### Actions to take
• A. In the article on Owen Smith's Labour leadership challenge, by how many points did the latest YouGov poll put Corbyn ahead of Smith?
• B. Retype the article on the Labour leadership challenge from "The former shadow" up to and including "vote in 2015.".

Labour leadership challenger Owen Smith has admitted his campaign to dethrone Jeremy Corbyn has been "long and bruising' in an open letter to party members on the eve of ballots closing tomorrow (20 September).

The former shadow work and pensions secretary warned that Labour was "at a crossroads" between reuniting the party or "satisfying ourselves with ongoing division and opposition".

"It's the clearest choice we have had to face in a generation. A choice that will not just determine the future of our party, but the future of the millions of people in Britain who need Labour in power," he added.

Smith, who was little known outside of Westminster before the election, said he was "proud" to bring forward a "positive programme" of policies, including a pledge to introduce a £200m investment programme.

But Smith is expected to lose the election to Corbyn, who attracted almost 60% of the vote in 2015.

The bookmakers have the Labour leader as favourite, and he has attracted the most Constituency Labour Party nominations and endorsements from affiliated trade unions.

The latest opinion poll from YouGov for The Times, of more than 1,200 people between 25 and 29 August, put Corbyn 24 points ahead of Smith (62% versus 38%).

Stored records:
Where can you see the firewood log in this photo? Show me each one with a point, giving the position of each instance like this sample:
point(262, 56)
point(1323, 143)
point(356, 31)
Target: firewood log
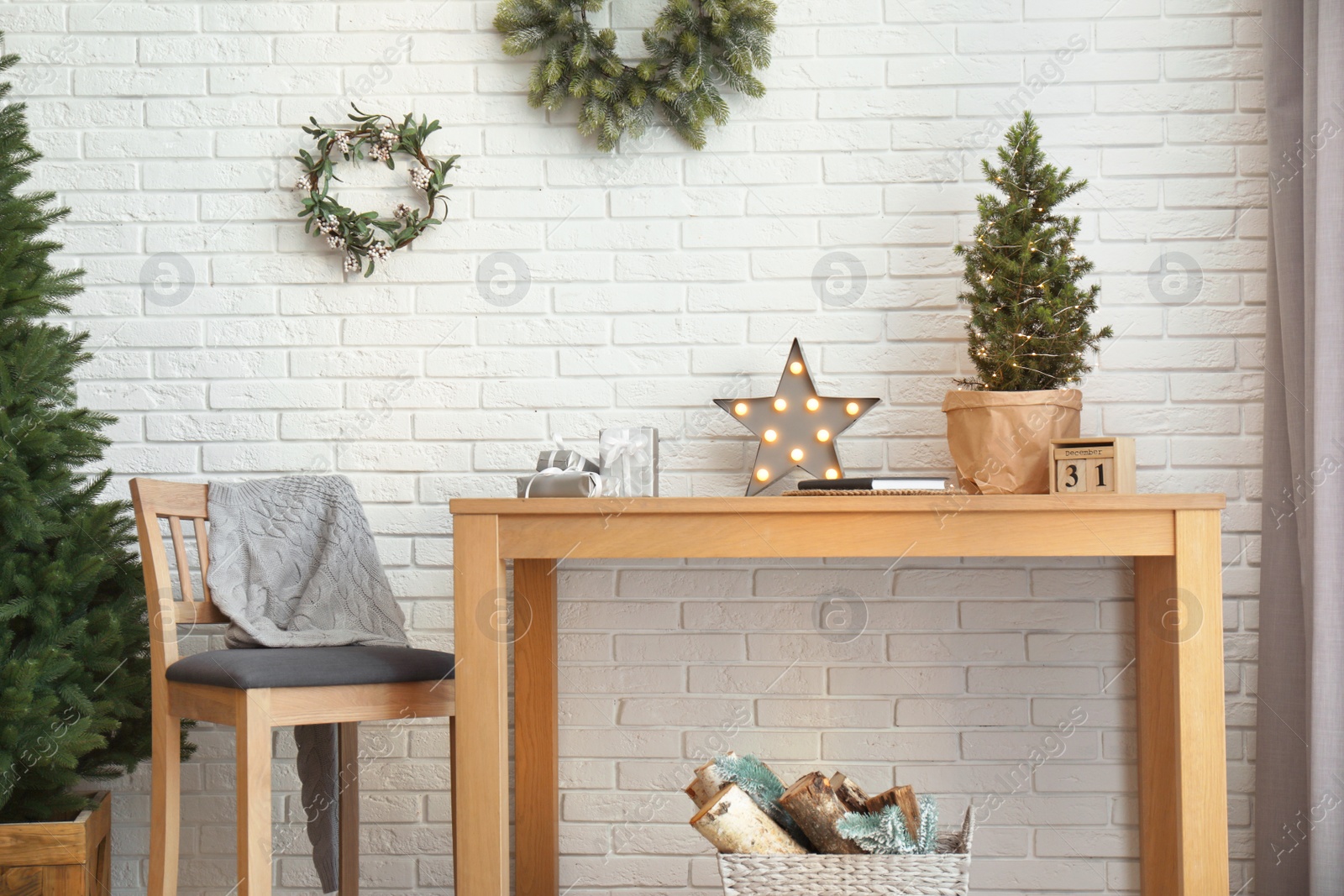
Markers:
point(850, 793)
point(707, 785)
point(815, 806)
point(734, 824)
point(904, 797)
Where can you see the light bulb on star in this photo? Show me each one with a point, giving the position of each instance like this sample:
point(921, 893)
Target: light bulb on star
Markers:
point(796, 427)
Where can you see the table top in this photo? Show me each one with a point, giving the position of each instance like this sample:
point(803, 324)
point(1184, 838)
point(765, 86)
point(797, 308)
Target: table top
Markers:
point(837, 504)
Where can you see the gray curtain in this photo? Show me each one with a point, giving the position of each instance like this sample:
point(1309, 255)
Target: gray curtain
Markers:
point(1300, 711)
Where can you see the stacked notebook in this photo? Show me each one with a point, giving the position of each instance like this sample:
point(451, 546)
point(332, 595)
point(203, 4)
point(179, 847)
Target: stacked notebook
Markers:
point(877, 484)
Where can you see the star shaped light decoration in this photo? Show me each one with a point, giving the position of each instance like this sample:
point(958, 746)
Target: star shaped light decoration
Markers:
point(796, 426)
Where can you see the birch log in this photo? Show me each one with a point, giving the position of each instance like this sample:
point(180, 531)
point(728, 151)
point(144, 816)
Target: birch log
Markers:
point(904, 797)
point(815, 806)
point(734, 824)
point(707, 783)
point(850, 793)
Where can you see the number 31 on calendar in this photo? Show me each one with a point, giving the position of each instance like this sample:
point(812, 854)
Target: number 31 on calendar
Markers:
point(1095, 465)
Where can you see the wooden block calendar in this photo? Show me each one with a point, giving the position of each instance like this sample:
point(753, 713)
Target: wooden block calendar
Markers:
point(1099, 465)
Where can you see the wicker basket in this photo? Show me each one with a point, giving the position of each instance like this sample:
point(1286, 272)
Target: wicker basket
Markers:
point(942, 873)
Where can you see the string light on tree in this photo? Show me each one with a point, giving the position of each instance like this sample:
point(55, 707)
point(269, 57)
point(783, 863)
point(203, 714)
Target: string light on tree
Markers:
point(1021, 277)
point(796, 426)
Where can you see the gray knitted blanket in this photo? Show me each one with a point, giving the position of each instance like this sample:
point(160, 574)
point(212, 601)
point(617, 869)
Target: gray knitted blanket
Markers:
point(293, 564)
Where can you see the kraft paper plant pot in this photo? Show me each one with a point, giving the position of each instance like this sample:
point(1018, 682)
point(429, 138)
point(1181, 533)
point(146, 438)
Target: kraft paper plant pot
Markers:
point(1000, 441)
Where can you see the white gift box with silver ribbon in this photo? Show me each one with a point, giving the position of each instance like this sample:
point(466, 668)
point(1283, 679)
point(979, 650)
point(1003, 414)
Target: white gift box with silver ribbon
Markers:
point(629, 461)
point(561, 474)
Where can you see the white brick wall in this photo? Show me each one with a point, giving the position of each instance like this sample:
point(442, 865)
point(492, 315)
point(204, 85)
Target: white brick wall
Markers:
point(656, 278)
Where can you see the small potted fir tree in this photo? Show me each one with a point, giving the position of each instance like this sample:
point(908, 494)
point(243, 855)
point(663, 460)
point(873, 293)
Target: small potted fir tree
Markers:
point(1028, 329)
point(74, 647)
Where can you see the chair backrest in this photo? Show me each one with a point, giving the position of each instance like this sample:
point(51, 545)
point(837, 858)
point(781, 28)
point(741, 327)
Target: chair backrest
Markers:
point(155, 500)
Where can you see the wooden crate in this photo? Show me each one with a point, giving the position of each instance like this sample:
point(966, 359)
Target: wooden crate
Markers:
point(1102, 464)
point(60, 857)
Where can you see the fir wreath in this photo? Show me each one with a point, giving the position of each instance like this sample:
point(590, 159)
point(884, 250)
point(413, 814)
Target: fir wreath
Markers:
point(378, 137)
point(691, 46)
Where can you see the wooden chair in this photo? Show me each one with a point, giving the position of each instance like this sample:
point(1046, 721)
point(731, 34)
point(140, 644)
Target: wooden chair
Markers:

### List of solutions
• A. 24 points (62% versus 38%).

• B.
The former shadow work and pensions secretary warned that Labour was "at a crossroads" between reuniting the party or "satisfying ourselves with ongoing division and opposition".

"It's the clearest choice we have had to face in a generation. A choice that will not just determine the future of our party, but the future of the millions of people in Britain who need Labour in power," he added.

Smith, who was little known outside of Westminster before the election, said he was "proud" to bring forward a "positive programme" of policies, including a pledge to introduce a £200m investment programme.

But Smith is expected to lose the election to Corbyn, who attracted almost 60% of the vote in 2015.